**What you have to do**
A word-for-word repeat of the records below is what this calls for.
╔══
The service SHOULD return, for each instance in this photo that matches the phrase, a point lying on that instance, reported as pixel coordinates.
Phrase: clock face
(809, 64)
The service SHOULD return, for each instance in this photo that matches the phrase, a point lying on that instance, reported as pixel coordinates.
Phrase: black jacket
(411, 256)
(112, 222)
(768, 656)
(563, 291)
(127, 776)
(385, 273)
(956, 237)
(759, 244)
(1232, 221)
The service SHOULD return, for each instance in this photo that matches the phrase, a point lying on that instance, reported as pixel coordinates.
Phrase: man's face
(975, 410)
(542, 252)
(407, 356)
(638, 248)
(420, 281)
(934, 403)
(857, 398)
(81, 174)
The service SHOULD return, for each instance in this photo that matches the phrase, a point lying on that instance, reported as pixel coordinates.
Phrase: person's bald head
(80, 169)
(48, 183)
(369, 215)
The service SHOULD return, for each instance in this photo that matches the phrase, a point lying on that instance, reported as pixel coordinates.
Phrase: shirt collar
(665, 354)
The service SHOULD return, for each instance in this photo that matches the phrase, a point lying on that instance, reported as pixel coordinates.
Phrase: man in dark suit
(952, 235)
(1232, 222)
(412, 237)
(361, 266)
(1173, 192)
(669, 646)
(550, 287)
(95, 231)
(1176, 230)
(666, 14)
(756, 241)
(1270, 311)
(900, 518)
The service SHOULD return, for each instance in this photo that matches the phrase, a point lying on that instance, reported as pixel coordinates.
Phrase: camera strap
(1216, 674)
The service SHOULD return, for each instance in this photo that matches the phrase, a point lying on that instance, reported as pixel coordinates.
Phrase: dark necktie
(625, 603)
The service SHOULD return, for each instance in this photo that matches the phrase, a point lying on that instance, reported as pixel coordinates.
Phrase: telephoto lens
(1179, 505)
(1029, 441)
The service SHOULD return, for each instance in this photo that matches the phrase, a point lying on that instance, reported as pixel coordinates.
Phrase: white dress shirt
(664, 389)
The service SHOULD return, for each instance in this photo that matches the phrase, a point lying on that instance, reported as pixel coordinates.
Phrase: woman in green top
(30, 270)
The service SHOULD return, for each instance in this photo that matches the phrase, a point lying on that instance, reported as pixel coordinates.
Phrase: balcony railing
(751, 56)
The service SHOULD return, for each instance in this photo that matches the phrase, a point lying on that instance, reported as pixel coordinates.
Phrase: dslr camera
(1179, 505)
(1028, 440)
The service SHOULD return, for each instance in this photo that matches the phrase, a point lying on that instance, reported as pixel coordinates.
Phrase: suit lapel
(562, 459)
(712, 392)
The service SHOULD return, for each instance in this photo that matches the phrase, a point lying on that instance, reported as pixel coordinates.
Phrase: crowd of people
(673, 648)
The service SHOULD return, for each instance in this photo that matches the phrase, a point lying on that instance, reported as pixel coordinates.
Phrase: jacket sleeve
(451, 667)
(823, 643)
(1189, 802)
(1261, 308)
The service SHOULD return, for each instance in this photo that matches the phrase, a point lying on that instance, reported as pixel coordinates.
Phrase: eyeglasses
╚══
**Answer to this exercise**
The service SHOULD return, for each instance in this photo that matches the phrase, a point lying on that instance, reported as pixel coordinates.
Phrase: clock face
(809, 64)
The service SHOULD return, for each instance in this photo that matches the phrase, a point lying on that instance, reported as pixel coordinates.
Phrase: black jacket
(411, 256)
(112, 222)
(768, 656)
(563, 291)
(127, 776)
(385, 273)
(956, 237)
(759, 244)
(1232, 221)
The service SHOULD return, for each instance in this photo that matches the phrase, a point lying on that instance, reported as pixel coordinates.
Phrase: man's face
(975, 410)
(542, 252)
(407, 356)
(638, 248)
(420, 281)
(934, 403)
(857, 398)
(81, 174)
The service SHOULD return, for each instance in this photo that matches the phrase, a point lying on that instance, reported as pixel coordinates.
Phrase: person's bald head
(80, 169)
(48, 183)
(369, 215)
The service SHOULD return, for each instance in this photo that matches the phrase, a point lying on that instance, reported as pixel coordinates.
Phrase: shirt collar
(665, 354)
The service SHOULD return, for each instance in this photo that matches the phrase, a point lying on that instance, reported as pixel coordinates.
Phrase: man in dark suit
(952, 235)
(1232, 222)
(412, 237)
(361, 266)
(1173, 192)
(669, 646)
(550, 287)
(95, 231)
(1176, 230)
(666, 14)
(756, 241)
(1270, 311)
(900, 518)
The service SHOULD return, for each instance in this photo that matches the phrase, a point lying on that instance, reported as pixel coordinates.
Phrase: camera strap
(1216, 674)
The service SHOULD return, for each instance in this photo that matches the phrase, a point lying on that instance, reported as pixel coordinates.
Phrase: dark necktie
(625, 603)
The service SHOULD return, for each instance in this photo that matches the phrase, a point lying on that instance, reported as pixel coordinates.
Phrase: telephoto lens
(1179, 505)
(1029, 441)
The service SHOULD return, for each instance in this photo that matches the phrase, a point lying on that instance, reported as pixel coordinates.
Phrase: white dress shirt
(664, 389)
The service SHOULD return, for each instance in this photo that matches the phrase, a point lying on that instance, reported as pixel coordinates.
Phrase: woman in green top
(30, 270)
The service SHOULD return, for each instance in this photo that matches the phrase, a point lying on that instance, reported as pixel coordinates.
Phrase: balcony railing
(751, 56)
The service SHOULD return, for each instance in this photo that matches the phrase, a point lying on that instance, reported as pixel coordinates.
Phrase: dslr camera
(1179, 505)
(1028, 440)
The service SHOULD return, for each instance in this photo that matches the phrase, a point lying on that instance, reported as pixel coordinates.
Phrase: suit lapel
(562, 459)
(712, 392)
The service SHOULD return, for each instance in this photo that matches the phrase, a point lying on that instance, reported as pixel coordinates.
Phrase: crowd of people
(673, 648)
The service SHOULD return, for each instance in this photo that matches the phrase, a point lying on that instance, reported as pixel coordinates.
Phrase: jacket sleeve
(451, 667)
(823, 643)
(1189, 802)
(1261, 308)
The service SHOULD return, for each instance in this photo that matches the phrase, a point lying on that instance, reported as pixel coordinates.
Phrase: eyeglasses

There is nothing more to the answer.